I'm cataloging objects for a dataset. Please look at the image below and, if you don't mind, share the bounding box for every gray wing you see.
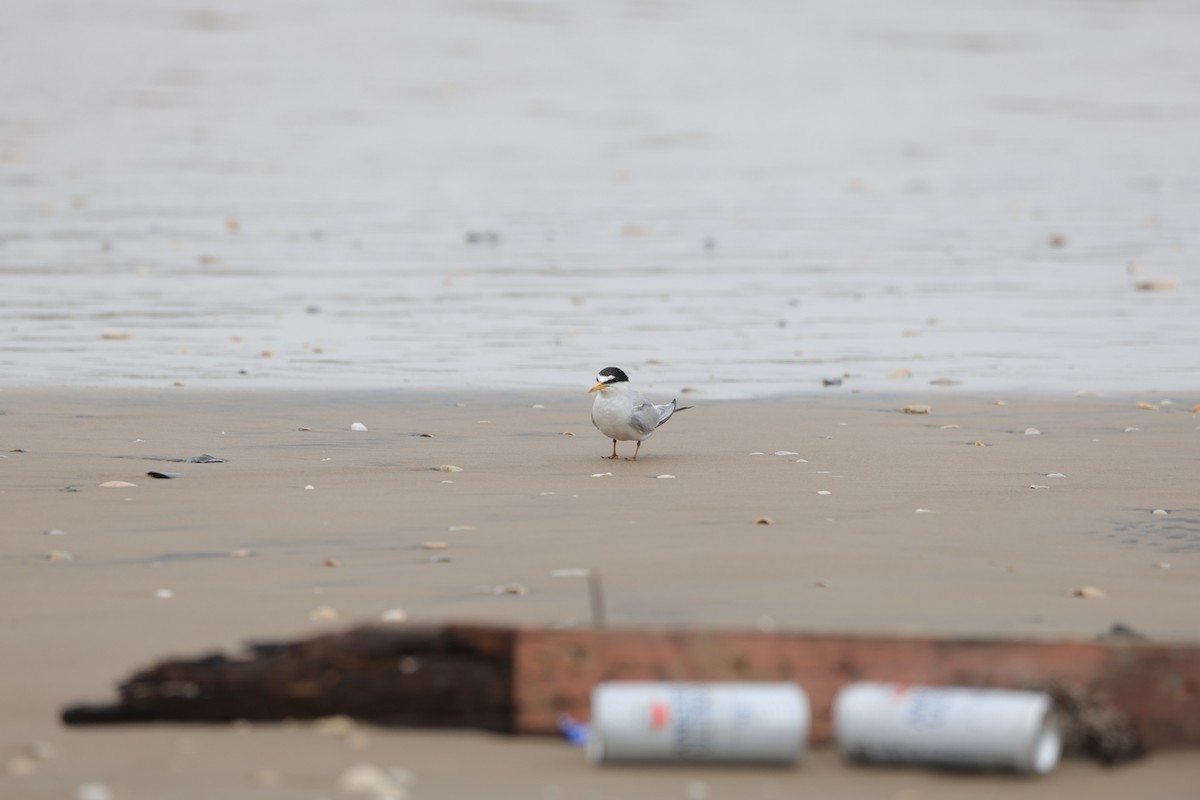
[629,397,670,435]
[654,401,676,428]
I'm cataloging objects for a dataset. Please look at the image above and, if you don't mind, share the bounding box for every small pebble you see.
[337,764,408,800]
[74,783,113,800]
[1133,281,1180,291]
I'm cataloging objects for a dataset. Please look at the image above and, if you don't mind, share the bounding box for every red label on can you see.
[650,700,671,730]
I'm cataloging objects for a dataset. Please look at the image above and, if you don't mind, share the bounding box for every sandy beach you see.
[0,0,1200,800]
[0,387,1200,798]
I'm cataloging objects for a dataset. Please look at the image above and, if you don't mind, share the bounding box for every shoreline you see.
[0,389,1200,798]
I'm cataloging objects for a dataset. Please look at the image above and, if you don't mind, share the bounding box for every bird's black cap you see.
[596,367,629,384]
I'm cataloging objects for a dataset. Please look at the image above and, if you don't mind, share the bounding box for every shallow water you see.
[0,0,1200,397]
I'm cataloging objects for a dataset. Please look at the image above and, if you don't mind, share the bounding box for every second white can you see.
[833,682,1062,774]
[588,681,810,764]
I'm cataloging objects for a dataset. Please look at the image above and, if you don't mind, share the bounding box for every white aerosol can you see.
[588,681,810,764]
[833,682,1062,774]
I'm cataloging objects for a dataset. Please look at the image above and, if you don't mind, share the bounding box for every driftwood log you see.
[62,625,1200,762]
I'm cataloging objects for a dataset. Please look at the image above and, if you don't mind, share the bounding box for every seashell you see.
[1133,281,1180,291]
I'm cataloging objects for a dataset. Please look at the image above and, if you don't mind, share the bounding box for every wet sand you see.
[0,387,1200,799]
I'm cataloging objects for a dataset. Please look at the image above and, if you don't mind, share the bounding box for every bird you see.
[589,367,692,461]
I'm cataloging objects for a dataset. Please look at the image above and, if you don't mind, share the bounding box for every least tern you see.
[589,367,691,461]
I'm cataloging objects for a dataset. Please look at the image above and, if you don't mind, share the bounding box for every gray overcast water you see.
[0,0,1200,397]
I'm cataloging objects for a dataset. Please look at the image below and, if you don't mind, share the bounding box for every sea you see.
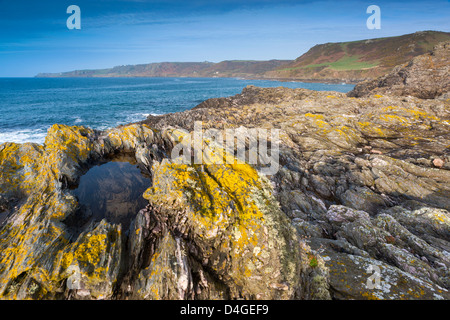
[0,78,354,144]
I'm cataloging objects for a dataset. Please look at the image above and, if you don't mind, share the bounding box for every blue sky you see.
[0,0,450,77]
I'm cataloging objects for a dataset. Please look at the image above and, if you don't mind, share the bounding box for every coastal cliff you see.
[0,42,450,299]
[37,31,450,83]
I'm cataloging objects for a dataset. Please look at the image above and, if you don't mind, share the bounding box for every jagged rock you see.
[0,60,450,299]
[348,42,450,99]
[139,82,450,299]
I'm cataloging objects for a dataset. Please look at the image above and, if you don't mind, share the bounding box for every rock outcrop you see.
[0,125,329,299]
[348,42,450,99]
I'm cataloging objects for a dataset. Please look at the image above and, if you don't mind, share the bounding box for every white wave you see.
[0,129,47,144]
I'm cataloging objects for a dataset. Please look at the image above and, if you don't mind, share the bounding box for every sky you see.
[0,0,450,77]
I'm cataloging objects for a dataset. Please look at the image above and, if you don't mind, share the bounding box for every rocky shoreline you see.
[0,41,450,300]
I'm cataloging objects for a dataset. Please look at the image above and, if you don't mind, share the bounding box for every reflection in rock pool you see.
[73,155,151,230]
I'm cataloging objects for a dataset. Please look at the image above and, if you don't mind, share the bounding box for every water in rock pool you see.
[72,155,151,230]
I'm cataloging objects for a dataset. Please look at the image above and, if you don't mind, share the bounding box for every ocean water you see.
[0,78,354,143]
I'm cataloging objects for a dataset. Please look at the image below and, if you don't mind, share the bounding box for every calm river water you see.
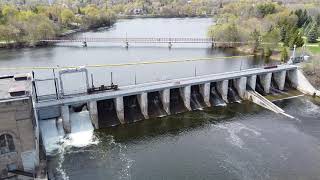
[0,18,320,180]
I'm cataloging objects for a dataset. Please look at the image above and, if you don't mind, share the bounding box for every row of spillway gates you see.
[35,65,319,132]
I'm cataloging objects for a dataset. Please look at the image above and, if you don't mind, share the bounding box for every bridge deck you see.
[35,65,297,108]
[40,37,244,44]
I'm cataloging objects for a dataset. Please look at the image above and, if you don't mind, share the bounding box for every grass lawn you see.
[305,38,320,55]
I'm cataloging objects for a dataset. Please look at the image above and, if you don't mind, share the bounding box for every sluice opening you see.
[228,80,241,103]
[123,95,144,123]
[190,85,205,110]
[97,99,120,127]
[284,75,295,91]
[210,82,227,106]
[270,74,283,94]
[71,103,88,112]
[256,76,267,96]
[148,92,167,118]
[170,88,187,114]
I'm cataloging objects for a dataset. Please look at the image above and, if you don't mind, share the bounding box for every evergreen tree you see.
[281,47,289,62]
[280,26,287,42]
[289,30,304,48]
[295,9,310,28]
[250,29,260,52]
[307,23,319,43]
[263,47,272,58]
[316,14,320,27]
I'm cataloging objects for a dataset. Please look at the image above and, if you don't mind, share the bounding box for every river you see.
[0,18,320,180]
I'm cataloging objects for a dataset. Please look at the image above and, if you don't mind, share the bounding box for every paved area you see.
[35,65,297,108]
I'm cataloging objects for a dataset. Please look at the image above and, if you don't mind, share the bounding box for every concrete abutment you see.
[216,80,229,103]
[114,96,125,124]
[61,105,71,133]
[259,73,272,94]
[200,83,211,107]
[273,71,286,91]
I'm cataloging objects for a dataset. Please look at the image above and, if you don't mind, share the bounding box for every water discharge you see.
[210,86,227,106]
[0,18,320,180]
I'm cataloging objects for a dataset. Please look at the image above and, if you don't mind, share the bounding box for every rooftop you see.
[0,74,32,102]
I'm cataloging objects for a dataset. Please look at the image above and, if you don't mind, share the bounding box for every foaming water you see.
[215,122,261,148]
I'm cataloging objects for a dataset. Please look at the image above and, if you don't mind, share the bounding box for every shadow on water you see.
[95,101,262,142]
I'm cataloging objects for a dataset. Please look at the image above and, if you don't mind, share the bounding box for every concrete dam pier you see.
[35,65,319,132]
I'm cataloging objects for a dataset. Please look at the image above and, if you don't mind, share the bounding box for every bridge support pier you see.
[234,77,247,99]
[61,105,71,133]
[247,75,257,91]
[137,93,149,119]
[88,101,99,129]
[273,71,286,90]
[160,89,170,115]
[259,73,272,94]
[200,83,211,107]
[179,86,191,111]
[114,96,125,124]
[217,80,229,103]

= = = = =

● COSA SI RICHIEDE
Individua nei record ogni riga che contiene la parola "gray" e ricopiala.

● RISPOSTA PREVISTA
I'm cataloging objects for a dataset. Please look at the image below and, if you don't mind, share the bounding box for every gray wing you see.
I'm cataloging objects for a dataset. Please look at the image above and, if you don't mind, share the bounding box for every gray overcast water you see.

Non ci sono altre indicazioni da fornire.